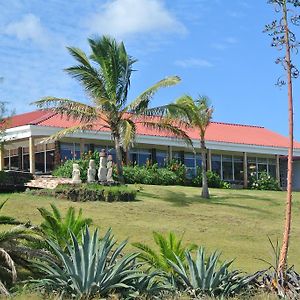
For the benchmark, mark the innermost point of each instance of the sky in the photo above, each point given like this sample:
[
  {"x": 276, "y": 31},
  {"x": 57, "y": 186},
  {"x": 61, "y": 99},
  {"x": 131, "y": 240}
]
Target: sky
[{"x": 216, "y": 47}]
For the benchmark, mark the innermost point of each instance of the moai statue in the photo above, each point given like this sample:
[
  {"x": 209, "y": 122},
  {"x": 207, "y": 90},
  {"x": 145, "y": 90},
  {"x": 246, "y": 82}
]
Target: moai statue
[
  {"x": 91, "y": 171},
  {"x": 76, "y": 174},
  {"x": 109, "y": 177},
  {"x": 102, "y": 172}
]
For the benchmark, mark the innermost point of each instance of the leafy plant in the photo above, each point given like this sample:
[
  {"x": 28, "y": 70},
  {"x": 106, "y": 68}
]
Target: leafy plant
[
  {"x": 204, "y": 275},
  {"x": 56, "y": 227},
  {"x": 89, "y": 268},
  {"x": 169, "y": 248},
  {"x": 264, "y": 182},
  {"x": 285, "y": 284}
]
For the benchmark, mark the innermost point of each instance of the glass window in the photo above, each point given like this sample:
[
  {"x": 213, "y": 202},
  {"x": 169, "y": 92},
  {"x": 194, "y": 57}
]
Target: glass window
[
  {"x": 272, "y": 171},
  {"x": 227, "y": 167},
  {"x": 238, "y": 171},
  {"x": 189, "y": 160},
  {"x": 144, "y": 157},
  {"x": 216, "y": 164},
  {"x": 50, "y": 160},
  {"x": 161, "y": 158}
]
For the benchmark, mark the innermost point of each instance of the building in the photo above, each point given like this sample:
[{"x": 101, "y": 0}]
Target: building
[{"x": 234, "y": 150}]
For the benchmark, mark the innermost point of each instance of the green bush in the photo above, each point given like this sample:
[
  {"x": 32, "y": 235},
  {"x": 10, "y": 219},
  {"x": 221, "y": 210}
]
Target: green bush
[
  {"x": 213, "y": 179},
  {"x": 65, "y": 170},
  {"x": 150, "y": 175},
  {"x": 95, "y": 192},
  {"x": 264, "y": 182}
]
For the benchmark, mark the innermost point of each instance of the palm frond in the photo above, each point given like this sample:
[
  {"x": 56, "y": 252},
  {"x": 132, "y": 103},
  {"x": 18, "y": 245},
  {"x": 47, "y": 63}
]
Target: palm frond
[
  {"x": 62, "y": 133},
  {"x": 71, "y": 109},
  {"x": 141, "y": 103},
  {"x": 127, "y": 132},
  {"x": 169, "y": 128},
  {"x": 87, "y": 75}
]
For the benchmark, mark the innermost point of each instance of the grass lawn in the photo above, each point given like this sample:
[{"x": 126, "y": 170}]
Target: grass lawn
[{"x": 237, "y": 222}]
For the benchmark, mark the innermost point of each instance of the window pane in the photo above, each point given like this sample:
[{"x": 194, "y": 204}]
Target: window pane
[
  {"x": 216, "y": 164},
  {"x": 272, "y": 171},
  {"x": 227, "y": 170},
  {"x": 238, "y": 171}
]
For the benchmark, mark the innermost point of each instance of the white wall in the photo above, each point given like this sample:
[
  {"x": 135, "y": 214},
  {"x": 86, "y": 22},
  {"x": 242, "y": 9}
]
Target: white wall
[{"x": 296, "y": 176}]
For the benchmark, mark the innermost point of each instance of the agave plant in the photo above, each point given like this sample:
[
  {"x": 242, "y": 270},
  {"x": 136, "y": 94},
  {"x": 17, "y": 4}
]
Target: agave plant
[
  {"x": 170, "y": 247},
  {"x": 92, "y": 267},
  {"x": 56, "y": 227},
  {"x": 204, "y": 275}
]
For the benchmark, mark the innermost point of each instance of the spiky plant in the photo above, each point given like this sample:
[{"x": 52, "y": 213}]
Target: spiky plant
[
  {"x": 169, "y": 247},
  {"x": 105, "y": 75},
  {"x": 94, "y": 267},
  {"x": 57, "y": 227},
  {"x": 205, "y": 276}
]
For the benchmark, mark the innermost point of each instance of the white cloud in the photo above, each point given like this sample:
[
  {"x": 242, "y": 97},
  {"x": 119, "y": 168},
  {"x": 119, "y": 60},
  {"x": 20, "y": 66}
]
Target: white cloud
[
  {"x": 194, "y": 62},
  {"x": 122, "y": 18},
  {"x": 28, "y": 28}
]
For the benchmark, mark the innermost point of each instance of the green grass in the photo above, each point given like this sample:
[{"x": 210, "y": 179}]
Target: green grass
[{"x": 238, "y": 222}]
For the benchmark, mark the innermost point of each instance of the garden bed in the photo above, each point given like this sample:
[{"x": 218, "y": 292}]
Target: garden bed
[{"x": 89, "y": 192}]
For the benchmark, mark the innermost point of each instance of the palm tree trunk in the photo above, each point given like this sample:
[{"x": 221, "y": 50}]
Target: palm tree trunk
[
  {"x": 288, "y": 209},
  {"x": 119, "y": 160},
  {"x": 205, "y": 192}
]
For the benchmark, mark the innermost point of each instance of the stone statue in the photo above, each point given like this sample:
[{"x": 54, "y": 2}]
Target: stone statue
[
  {"x": 102, "y": 172},
  {"x": 91, "y": 173},
  {"x": 109, "y": 177},
  {"x": 76, "y": 174}
]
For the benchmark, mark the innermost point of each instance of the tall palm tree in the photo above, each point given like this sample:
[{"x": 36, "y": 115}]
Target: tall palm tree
[
  {"x": 105, "y": 75},
  {"x": 198, "y": 113}
]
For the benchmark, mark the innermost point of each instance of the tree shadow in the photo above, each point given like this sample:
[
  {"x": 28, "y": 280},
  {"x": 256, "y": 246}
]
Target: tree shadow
[{"x": 180, "y": 199}]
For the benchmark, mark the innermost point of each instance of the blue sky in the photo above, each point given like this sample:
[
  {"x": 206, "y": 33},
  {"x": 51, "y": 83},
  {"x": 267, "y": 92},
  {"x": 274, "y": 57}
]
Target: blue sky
[{"x": 217, "y": 48}]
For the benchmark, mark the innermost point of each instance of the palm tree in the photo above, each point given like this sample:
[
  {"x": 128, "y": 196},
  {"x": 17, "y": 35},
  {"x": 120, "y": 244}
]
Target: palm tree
[
  {"x": 197, "y": 113},
  {"x": 105, "y": 76}
]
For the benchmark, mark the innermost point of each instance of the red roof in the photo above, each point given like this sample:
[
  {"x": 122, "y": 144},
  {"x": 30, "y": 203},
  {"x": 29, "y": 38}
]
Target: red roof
[{"x": 216, "y": 132}]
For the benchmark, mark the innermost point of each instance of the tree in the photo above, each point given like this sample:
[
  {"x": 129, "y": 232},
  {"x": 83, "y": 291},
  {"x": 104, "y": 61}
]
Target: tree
[
  {"x": 105, "y": 76},
  {"x": 197, "y": 113},
  {"x": 284, "y": 38}
]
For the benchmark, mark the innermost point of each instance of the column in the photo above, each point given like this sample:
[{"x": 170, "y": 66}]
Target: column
[
  {"x": 277, "y": 169},
  {"x": 209, "y": 167},
  {"x": 1, "y": 157},
  {"x": 57, "y": 158},
  {"x": 81, "y": 148},
  {"x": 245, "y": 171},
  {"x": 31, "y": 155},
  {"x": 170, "y": 156},
  {"x": 153, "y": 155}
]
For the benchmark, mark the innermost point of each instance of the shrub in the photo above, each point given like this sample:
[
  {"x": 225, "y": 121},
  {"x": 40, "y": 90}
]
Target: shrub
[
  {"x": 91, "y": 268},
  {"x": 57, "y": 227},
  {"x": 264, "y": 182},
  {"x": 213, "y": 179},
  {"x": 95, "y": 192},
  {"x": 205, "y": 276}
]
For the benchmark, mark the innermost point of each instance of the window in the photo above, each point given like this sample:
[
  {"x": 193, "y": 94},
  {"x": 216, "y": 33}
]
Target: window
[
  {"x": 227, "y": 167},
  {"x": 238, "y": 168},
  {"x": 216, "y": 164},
  {"x": 161, "y": 158}
]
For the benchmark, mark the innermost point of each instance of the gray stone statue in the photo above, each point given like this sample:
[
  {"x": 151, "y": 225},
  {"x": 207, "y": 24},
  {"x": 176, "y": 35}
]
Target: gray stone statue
[
  {"x": 102, "y": 172},
  {"x": 91, "y": 173},
  {"x": 76, "y": 174},
  {"x": 109, "y": 177}
]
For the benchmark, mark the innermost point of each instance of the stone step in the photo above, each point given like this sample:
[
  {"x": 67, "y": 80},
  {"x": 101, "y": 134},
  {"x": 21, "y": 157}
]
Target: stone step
[{"x": 47, "y": 182}]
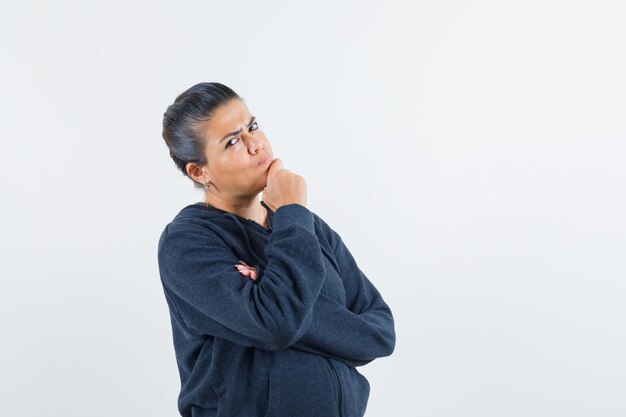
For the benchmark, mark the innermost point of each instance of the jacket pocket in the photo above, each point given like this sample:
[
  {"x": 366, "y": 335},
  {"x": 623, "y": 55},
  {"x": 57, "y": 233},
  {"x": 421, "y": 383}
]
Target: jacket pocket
[
  {"x": 273, "y": 395},
  {"x": 301, "y": 385}
]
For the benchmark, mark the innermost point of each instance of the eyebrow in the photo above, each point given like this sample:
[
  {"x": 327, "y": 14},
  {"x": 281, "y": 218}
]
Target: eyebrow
[{"x": 236, "y": 132}]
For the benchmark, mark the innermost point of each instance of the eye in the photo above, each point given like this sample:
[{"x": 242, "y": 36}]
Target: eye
[{"x": 254, "y": 125}]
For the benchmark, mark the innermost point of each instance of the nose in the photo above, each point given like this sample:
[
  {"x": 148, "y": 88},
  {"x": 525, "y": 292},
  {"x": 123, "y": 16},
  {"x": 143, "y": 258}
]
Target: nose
[{"x": 255, "y": 144}]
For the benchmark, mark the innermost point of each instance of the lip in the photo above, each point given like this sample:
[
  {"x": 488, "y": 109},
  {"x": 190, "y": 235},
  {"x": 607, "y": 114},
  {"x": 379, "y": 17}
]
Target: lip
[{"x": 265, "y": 160}]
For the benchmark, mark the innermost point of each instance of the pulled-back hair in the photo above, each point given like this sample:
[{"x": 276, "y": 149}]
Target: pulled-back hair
[{"x": 183, "y": 120}]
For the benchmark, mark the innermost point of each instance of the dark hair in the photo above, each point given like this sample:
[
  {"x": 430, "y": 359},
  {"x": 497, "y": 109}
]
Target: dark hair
[{"x": 183, "y": 120}]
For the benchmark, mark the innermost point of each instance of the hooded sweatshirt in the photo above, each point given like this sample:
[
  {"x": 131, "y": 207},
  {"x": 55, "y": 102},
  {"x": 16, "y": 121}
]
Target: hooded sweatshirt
[{"x": 286, "y": 344}]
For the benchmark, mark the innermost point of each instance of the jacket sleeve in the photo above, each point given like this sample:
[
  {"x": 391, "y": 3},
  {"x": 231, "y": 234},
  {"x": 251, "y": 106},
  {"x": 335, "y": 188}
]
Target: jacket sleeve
[
  {"x": 357, "y": 333},
  {"x": 211, "y": 297}
]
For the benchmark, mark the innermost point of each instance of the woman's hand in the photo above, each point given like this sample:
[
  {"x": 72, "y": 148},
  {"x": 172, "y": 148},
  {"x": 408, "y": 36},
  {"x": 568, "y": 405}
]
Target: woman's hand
[
  {"x": 246, "y": 270},
  {"x": 283, "y": 187}
]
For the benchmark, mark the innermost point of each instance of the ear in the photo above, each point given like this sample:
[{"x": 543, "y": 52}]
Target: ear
[{"x": 196, "y": 172}]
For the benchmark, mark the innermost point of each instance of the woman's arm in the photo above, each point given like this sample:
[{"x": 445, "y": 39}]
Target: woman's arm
[
  {"x": 358, "y": 333},
  {"x": 209, "y": 296}
]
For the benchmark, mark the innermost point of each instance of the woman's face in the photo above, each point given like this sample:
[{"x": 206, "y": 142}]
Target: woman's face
[{"x": 235, "y": 148}]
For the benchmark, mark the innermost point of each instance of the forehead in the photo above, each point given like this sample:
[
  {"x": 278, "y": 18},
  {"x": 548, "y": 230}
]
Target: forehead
[{"x": 227, "y": 118}]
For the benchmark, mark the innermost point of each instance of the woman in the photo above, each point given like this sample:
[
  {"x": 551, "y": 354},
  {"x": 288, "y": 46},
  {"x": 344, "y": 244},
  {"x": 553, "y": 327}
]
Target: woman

Do this:
Include both ends. Return the line holding "the woman's face" and all lines after it in the records above, exactly as written.

Correct answer:
For the benchmark, mark the innermost point of each instance of the woman's face in the photo above, each point given like this sample:
[{"x": 206, "y": 142}]
Target: woman's face
[{"x": 235, "y": 148}]
For the benchmark, mark the innermost point of each instance of the forehead in the photo above, each point given like this sample:
[
  {"x": 278, "y": 18},
  {"x": 548, "y": 230}
]
Target: forehead
[{"x": 227, "y": 118}]
For the benchmark, mark the innermost point of each instance of the woman in the photo above, each point given like this sample:
[
  {"x": 551, "y": 354},
  {"x": 288, "y": 46},
  {"x": 344, "y": 244},
  {"x": 553, "y": 327}
]
Target: woman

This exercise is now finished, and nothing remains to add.